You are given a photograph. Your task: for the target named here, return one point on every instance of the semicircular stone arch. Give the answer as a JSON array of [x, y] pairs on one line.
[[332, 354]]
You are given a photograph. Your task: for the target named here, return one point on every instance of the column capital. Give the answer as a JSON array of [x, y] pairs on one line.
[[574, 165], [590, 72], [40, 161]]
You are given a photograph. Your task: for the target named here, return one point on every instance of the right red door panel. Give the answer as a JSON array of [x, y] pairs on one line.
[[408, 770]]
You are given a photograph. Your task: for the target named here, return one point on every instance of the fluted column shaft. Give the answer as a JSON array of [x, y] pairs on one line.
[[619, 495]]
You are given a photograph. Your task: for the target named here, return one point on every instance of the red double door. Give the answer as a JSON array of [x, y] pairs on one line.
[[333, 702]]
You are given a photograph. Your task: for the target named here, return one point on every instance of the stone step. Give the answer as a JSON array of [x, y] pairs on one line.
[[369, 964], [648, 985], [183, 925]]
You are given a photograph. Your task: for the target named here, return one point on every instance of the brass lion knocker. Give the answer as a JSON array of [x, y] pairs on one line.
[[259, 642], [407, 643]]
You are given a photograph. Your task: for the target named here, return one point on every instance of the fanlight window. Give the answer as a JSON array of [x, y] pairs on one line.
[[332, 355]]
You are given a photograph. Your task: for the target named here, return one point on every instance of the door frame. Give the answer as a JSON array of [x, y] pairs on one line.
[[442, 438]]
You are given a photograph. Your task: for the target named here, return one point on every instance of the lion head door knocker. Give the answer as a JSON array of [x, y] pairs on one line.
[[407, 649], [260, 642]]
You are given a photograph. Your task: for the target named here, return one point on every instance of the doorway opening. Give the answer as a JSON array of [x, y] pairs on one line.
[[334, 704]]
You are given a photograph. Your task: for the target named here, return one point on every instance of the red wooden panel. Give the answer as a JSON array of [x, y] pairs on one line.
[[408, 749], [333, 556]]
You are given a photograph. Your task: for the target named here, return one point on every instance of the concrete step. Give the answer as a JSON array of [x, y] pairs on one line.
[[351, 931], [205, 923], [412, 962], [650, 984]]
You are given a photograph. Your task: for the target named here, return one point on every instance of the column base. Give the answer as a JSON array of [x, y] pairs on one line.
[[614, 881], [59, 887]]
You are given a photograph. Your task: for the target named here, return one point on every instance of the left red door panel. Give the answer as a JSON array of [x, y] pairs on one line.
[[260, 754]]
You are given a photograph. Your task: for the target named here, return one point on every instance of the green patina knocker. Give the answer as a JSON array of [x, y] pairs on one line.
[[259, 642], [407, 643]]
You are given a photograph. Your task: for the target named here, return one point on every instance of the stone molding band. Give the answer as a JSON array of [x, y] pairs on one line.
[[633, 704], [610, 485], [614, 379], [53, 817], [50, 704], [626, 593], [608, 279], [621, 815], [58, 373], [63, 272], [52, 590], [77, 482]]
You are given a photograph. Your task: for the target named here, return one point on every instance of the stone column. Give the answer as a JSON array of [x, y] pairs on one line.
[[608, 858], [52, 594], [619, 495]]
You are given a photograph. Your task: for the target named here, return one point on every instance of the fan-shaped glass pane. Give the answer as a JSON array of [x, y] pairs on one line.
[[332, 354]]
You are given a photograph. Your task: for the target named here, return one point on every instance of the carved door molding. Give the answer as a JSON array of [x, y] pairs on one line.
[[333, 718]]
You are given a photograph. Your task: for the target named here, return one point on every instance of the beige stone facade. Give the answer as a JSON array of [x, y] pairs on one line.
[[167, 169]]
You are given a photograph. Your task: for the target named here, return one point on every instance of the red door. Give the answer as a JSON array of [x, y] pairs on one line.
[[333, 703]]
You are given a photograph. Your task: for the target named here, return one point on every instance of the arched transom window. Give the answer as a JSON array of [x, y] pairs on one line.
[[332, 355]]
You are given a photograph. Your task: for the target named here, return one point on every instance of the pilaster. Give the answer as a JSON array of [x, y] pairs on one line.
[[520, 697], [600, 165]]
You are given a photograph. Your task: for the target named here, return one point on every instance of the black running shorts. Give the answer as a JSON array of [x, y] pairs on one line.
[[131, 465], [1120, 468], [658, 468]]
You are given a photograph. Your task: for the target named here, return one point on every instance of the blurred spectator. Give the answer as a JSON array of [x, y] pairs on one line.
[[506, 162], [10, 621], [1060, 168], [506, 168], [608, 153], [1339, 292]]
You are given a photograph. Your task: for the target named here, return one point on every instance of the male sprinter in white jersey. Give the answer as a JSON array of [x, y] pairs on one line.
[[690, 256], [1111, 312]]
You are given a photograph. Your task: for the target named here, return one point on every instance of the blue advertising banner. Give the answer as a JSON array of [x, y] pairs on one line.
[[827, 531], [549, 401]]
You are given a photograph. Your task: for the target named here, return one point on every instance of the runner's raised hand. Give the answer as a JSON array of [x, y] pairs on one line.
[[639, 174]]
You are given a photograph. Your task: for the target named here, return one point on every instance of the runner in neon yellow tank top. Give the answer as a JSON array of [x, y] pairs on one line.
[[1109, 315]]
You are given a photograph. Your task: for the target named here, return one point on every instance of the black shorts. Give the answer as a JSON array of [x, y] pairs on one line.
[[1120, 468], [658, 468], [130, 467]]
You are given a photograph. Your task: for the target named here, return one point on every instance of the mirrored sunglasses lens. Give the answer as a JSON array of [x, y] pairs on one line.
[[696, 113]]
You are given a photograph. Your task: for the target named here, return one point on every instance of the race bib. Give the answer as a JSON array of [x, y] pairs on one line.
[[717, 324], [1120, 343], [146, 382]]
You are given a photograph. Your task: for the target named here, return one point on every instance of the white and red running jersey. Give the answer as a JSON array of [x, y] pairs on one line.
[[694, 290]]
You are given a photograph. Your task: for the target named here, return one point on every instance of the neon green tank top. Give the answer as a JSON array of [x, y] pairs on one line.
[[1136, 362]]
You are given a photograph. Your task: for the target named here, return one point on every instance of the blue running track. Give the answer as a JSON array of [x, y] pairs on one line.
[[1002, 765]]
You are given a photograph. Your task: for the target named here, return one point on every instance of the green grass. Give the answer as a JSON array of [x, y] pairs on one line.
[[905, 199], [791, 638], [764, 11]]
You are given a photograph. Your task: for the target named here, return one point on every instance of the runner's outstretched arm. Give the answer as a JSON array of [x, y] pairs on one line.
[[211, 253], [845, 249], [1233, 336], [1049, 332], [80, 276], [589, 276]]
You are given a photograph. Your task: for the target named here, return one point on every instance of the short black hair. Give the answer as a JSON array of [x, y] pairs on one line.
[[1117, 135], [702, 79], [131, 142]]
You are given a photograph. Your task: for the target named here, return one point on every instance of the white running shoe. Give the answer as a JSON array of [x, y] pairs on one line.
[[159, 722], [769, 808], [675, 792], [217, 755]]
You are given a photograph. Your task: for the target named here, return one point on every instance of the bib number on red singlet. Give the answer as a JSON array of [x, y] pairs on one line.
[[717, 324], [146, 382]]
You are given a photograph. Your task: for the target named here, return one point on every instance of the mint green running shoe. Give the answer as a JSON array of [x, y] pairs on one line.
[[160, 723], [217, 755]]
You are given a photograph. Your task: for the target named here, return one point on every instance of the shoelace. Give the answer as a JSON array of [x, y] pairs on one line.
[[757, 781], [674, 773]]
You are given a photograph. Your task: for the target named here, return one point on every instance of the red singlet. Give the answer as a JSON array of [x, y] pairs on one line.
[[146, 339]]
========
SET PROBLEM ->
Arrange the lines above as a numbered list, leaving out any blank lines.

CORRECT ANSWER ->
1. You are given a photograph. Your task: for the target named here, return one point on every instance of the semicircular stone arch. Give the answer as a JSON array of [x, y] pairs on one line.
2. [[332, 354]]
3. You are given a photograph. Your task: for the target named here, return one point on every instance of the column capital. Give the answer as a JSON array of [x, y] pairs on one line.
4. [[574, 165], [590, 72], [40, 161]]
5. You are given a photograph. Your task: for the target named here, return one point on every instance of the right red door panel. Give the answer as a JSON array of [x, y] pairs on one line.
6. [[408, 770]]
7. You are given a photograph. Your task: for the target named here, return one point on every instance of the fluted column shaft. Give the answer as a JSON array of [x, y] pairs on one line.
8. [[619, 495]]
9. You are given a photograph. Your task: for the target named here, return one point on every instance of the red double door. Give the answer as a JSON array of [x, y] pairs on one line.
10. [[333, 702]]
11. You are given a photograph. Your task: for the target named here, return one point on every instance of the stone step. Give the answer as a JSON array of [x, y] pairs on one line.
12. [[369, 964], [648, 985], [183, 925]]
13. You are given a photograph. Your task: for the target named here, return one point on every instance of the brass lion knocker. Give the answer as a JSON array of [x, y] pairs on one line.
14. [[259, 642], [407, 643]]
15. You are given a photograph. Your task: for the target named here, return one point on every instance of the fanlight window. Give the answer as a JSON array of [x, y] pairs on one line.
16. [[332, 355]]
17. You are given a photograph. Your task: for the target named here, return one point on every instance of the door frame. Give the answer as a JSON array of [x, y] pairs on one line.
18. [[442, 438]]
19. You are given a photograph. Your task: for the target named here, return one point on every instance of the lion head door knocker. Give the answer as a JSON array of [x, y] pairs on one line.
20. [[407, 649], [260, 642]]
21. You are given a photograph. Your task: for the target named here, return one point on every instance of the doorway opening. Give the answer as a JSON array of [x, y] pairs on one line.
22. [[334, 704]]
23. You are given a photograph. Your task: for the target named here, return one point on every instance of the red wooden panel. Give the answer as a JSON array of [x, y] pairs on one line.
24. [[408, 749], [333, 556]]
25. You are given a photograph. Your task: for the target named here, return one point on every instance of the concrete step. Give the answer as a JSON array of [x, y] pairs on one line.
26. [[351, 931], [205, 923], [412, 962], [650, 984]]
27. You are given a photograph. Your task: for the target named here, return one point on every instance of the column base. Give the answer as a JSON array of [x, y] pairs on one line.
28. [[614, 881], [59, 887]]
29. You are given a photograph. Your task: for the target named here, return one point on every instance of the left red door panel. Give the answer as a JSON array of [x, y] pairs on one line.
30. [[260, 754]]
31. You are given a photograph. Your task: for the target named here, return one point on every instance of the green patina knocker. Give the answer as a JSON array of [x, y] pairs on one line.
32. [[259, 642], [407, 643]]
33. You are given a photograph. Your task: for the target named here, return one point on every instance of the stone molding band. Give the answer as a JSON array of [x, y] pairs on one line.
34. [[633, 704], [610, 485], [614, 379], [53, 817], [50, 704], [626, 593], [608, 279], [621, 815], [58, 373], [63, 272], [52, 590], [77, 482]]
35. You are given a photograph. Your task: for the target named here, return one point on every instance of the stone column. Give the answer as a JSON array of [x, y] pairs on one line.
36. [[608, 858], [52, 594], [619, 495]]
37. You are given a photograph. Your task: for the target named here, return one point on every instance of the fan-shaped glass pane. Give the answer as a JSON array of [x, y] pairs on one line.
38. [[332, 354]]
39. You are given a photograph. Your task: for the target named here, return one point on every instance of the carved door molding. Give the answer as a JSON array of [x, y] pairs on one line.
40. [[333, 718]]
41. You are given a photograph. Your task: for the target named here, return one point on every instance of the beige stone facade. Give the answer as a JSON array of [x, y] pairs on one line.
42. [[167, 169]]
43. You are given a photograph. Your task: for the target named here, return one point on every instance of the red door. Give the answer as a JSON array of [x, y] pairs on one line.
44. [[333, 703]]
45. You are given a photograph. Your task: for the target named here, return one point on every instance of the arched transom window. Give the answer as a JSON array of [x, y] pairs on one line.
46. [[332, 355]]
47. You are given a photograph. Your task: for the target named here, return one point on every instance of the pilaster. Give the answer as a JSON array of [x, y] pairs on one line.
48. [[520, 697], [600, 165]]
49. You are given a photograph. Your task: for the target named here, return one point on every instance of the black running shorts. Give the answer as a JSON array of [x, y] pairs on one line.
50. [[131, 465], [1120, 468], [658, 468]]
51. You are given a photograph. Your task: for the target named here, return one point on every instance of the blurred spectator. Give the answer as a JSON array of [x, y] pairs on one line.
52. [[506, 162], [10, 621], [1060, 168], [506, 168], [608, 153], [1339, 292]]
53. You are given a photograph. Your task: for the target named here, return one point on every instance of the male sprinter in white jersey. Give the answer as a JSON array of [x, y] pairs on one line.
54. [[690, 256], [1111, 312]]
55. You are given a photograph. Your task: for the target named here, return one point on every instance of the blue advertising banner. Give the answer as a JSON array of [x, y] pairs on one line.
56. [[827, 531], [549, 401]]
57. You are given a photograph. Your task: for the target named here, return one point on every instance of the runner's raised hand. Give the answer as a JSON array of [x, y] pairs on one line.
58. [[639, 174]]
59. You are given a photograph. Your task: for the target named here, return one point on every instance of the runner in neon yellow tank top. Give the answer as a JSON array of [x, y] pairs on one line.
60. [[1109, 315]]
61. You are given a photograph. Your task: for the target named here, return one point on every instance of the black shorts. Give the answer as a JSON array of [x, y] pairs on one line.
62. [[1120, 468], [658, 468], [130, 467]]
63. You are given a photograph. Your task: for the target named here, return one point on every instance of the mirrored sunglasses lens. Give the answer as a JSON array of [x, y] pairs on one line.
64. [[696, 113]]
65. You are given a photograph. Your task: for the target named here, return one point on every instance of the race bib. Give the answer as a JSON array of [x, y] pairs on one line.
66. [[717, 324], [1120, 343], [146, 382]]
67. You are given a photograph. Your task: for the target named here, return one point on every instance of the white and red running jersey. Give the answer as a JSON array of [x, y] pairs on one line.
68. [[694, 290]]
69. You are given a photograph. Your task: for the target named here, return one point on every instance of the neon green tank top. Give the answer as a JSON array of [x, y] pairs on one line.
70. [[1136, 362]]
71. You are given a photograph. Your task: for the target named here, return one point on every instance of the blue running track. Give the answer as a JSON array of [x, y] pairs on one line.
72. [[1002, 765]]
73. You are given a photograph. Your task: for the target named here, return one point on every instance of the green grass. Give the answer as a JSON array of [x, y] pairs on one line.
74. [[905, 199], [791, 638], [764, 11]]
75. You are given a photograph. Your task: for the target named here, return one point on every instance of the runner's outstretched arm. Give the answer as a JSON array of [x, y] pairs on one line.
76. [[211, 253], [845, 249], [1233, 336], [1049, 332], [80, 276], [589, 276]]
77. You are given a photograph. Your task: for the target named here, return one point on every instance of the short black hair. Give the answer as a JSON array of [x, y] pairs on one line.
78. [[1117, 135], [702, 79], [131, 142]]
79. You are given a photograph. Your task: for the target named here, return one point on every instance of the white running shoe. Give the answer as a JSON array of [x, y] pairs on one line.
80. [[159, 722], [769, 808], [675, 792], [217, 755]]
81. You are given a photograph. Your task: for the target named here, return one point on every instance of the bib number on red singlet. Give the answer as a JSON array of [x, y] pairs on one line.
82. [[717, 324], [146, 382]]
83. You are given a photograph. Your task: for the target named here, return one point on every instance of the mint green running shoe. Give the answer as a JSON array of [x, y] pairs on one line.
84. [[160, 723], [217, 755]]
85. You are given a photograph. Your task: for the target named here, return one point on every instance of the shoelace. Give the answer as a JSON array of [x, y] pairs on one line.
86. [[757, 781], [674, 773]]
87. You are given a photograph. Your task: for the target named here, return one point on every instance of the red singlet. Give the answer as a JSON array of [x, y] pairs on one line.
88. [[146, 339]]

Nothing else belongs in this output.